Could you repeat the whole listing below exactly, omitting any picture it holds?
:: DATA
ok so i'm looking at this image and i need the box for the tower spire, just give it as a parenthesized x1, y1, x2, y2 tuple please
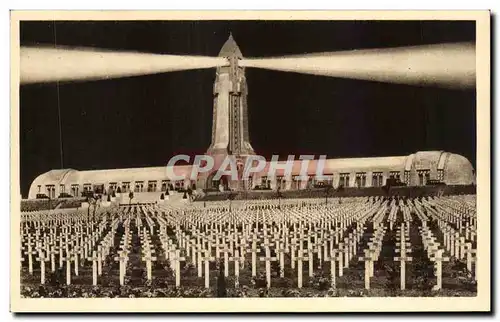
(207, 34, 254, 158)
(218, 33, 242, 58)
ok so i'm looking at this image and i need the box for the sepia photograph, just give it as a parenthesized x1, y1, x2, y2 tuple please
(10, 10, 490, 312)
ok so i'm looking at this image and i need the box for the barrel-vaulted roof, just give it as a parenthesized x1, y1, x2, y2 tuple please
(28, 169, 78, 198)
(27, 165, 194, 199)
(260, 155, 408, 177)
(27, 151, 474, 198)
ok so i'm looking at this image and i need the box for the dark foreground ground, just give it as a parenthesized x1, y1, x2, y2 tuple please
(20, 210, 477, 298)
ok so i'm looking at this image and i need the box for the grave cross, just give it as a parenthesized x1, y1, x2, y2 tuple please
(142, 251, 158, 281)
(464, 244, 477, 281)
(343, 238, 350, 268)
(23, 245, 37, 275)
(259, 247, 277, 289)
(170, 249, 186, 287)
(336, 244, 344, 276)
(394, 224, 413, 290)
(294, 250, 310, 289)
(247, 241, 259, 277)
(87, 250, 99, 286)
(430, 249, 450, 291)
(307, 245, 316, 277)
(196, 247, 204, 278)
(61, 252, 72, 285)
(228, 250, 244, 288)
(97, 245, 103, 275)
(72, 247, 82, 274)
(35, 250, 49, 285)
(275, 243, 289, 278)
(220, 247, 232, 277)
(359, 249, 374, 290)
(234, 240, 246, 261)
(289, 237, 299, 270)
(48, 245, 59, 272)
(394, 252, 412, 290)
(325, 249, 338, 289)
(214, 240, 226, 259)
(348, 233, 357, 261)
(458, 237, 467, 260)
(202, 250, 216, 289)
(453, 232, 460, 258)
(114, 250, 129, 286)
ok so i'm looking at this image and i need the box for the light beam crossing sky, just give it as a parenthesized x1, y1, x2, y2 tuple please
(240, 42, 475, 89)
(20, 42, 475, 89)
(20, 46, 229, 84)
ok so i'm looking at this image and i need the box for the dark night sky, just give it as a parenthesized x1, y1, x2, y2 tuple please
(19, 20, 476, 197)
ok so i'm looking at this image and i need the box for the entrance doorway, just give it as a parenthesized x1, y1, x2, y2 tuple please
(206, 173, 230, 191)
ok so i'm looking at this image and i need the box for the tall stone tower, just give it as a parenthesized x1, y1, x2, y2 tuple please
(206, 34, 255, 158)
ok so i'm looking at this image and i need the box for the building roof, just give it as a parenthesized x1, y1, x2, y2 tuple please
(28, 169, 78, 198)
(27, 151, 474, 198)
(27, 165, 195, 198)
(37, 169, 74, 183)
(260, 155, 408, 176)
(77, 166, 168, 184)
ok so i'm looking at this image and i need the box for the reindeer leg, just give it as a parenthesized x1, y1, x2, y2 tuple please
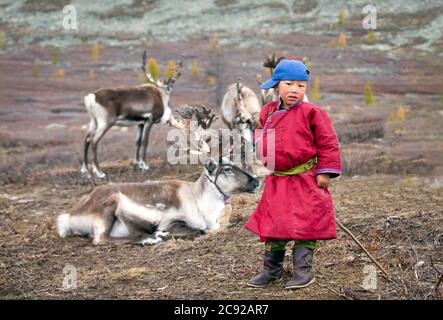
::::
→ **REPLY TO THE TASK**:
ok so i'm looking at this image and i need the box for the tower spire, just give it as a parenthesized x1, y1, x2, y2 tuple please
(207, 34, 254, 158)
(218, 33, 242, 58)
ok so i'm looking at this image and i need the box for the sepia photograph, just give it as a parenthesized x1, y1, x2, y2 tuple please
(10, 10, 490, 312)
ok so i'm looking at this image and i need the box for the barrel-vaulted roof, just give it as a parenthesized x1, y1, x2, y2 tuple please
(28, 169, 78, 198)
(27, 165, 194, 199)
(260, 155, 408, 177)
(27, 151, 474, 198)
ok so i'm looking at this image and i need the box for the dark foreground ground, just give it as a parenthesized x1, y1, x2, y2 tuple please
(20, 210, 477, 298)
ok so i'm looking at this image and i need the box for the grave cross, just give it as a parenthesized x1, y1, x2, y2 tuple please
(142, 251, 158, 281)
(464, 244, 477, 281)
(343, 238, 350, 268)
(23, 245, 37, 275)
(259, 247, 277, 289)
(170, 249, 186, 287)
(336, 244, 344, 276)
(394, 224, 413, 290)
(294, 250, 310, 289)
(247, 241, 259, 277)
(87, 250, 99, 286)
(430, 249, 450, 291)
(307, 245, 316, 277)
(196, 247, 204, 278)
(61, 252, 72, 285)
(228, 250, 244, 288)
(97, 245, 103, 275)
(72, 247, 82, 274)
(35, 250, 49, 285)
(275, 243, 289, 278)
(220, 247, 232, 277)
(359, 249, 374, 290)
(234, 240, 246, 261)
(289, 237, 299, 270)
(48, 245, 59, 272)
(394, 252, 412, 290)
(325, 249, 338, 289)
(214, 240, 226, 259)
(348, 233, 357, 261)
(458, 237, 467, 260)
(202, 250, 216, 289)
(453, 232, 460, 258)
(114, 250, 129, 286)
ok so i'm looking at this image and i need the box for the light beam crossing sky, just give it as a parenthesized x1, y1, x2, y2 tuple please
(240, 42, 475, 89)
(20, 42, 475, 89)
(20, 46, 229, 84)
ok so i'm looking at this image and i need the box for the dark night sky, just give it as a parenthesized x1, y1, x2, y2 tuple please
(19, 20, 476, 197)
ok so i'm looking at this image and i need the box for the entrance doorway, just give it as a parenthesized x1, y1, x2, y2 tuple please
(206, 173, 230, 191)
ok so i'm looking at this image and i need the box for the tall stone tower, just give it as a parenthesized x1, y1, x2, y2 tuple please
(206, 34, 255, 158)
ok so i'm looking at this image and i need the box for the building roof, just give it as a parenthesized x1, y1, x2, y2 tuple please
(28, 169, 78, 198)
(27, 151, 474, 198)
(27, 165, 195, 198)
(37, 169, 74, 183)
(260, 155, 408, 176)
(77, 166, 168, 184)
ok so i'm looking at this image and i need the box for the reindeer leg, just give it as a parenthesized x1, y1, x2, y2 tuple please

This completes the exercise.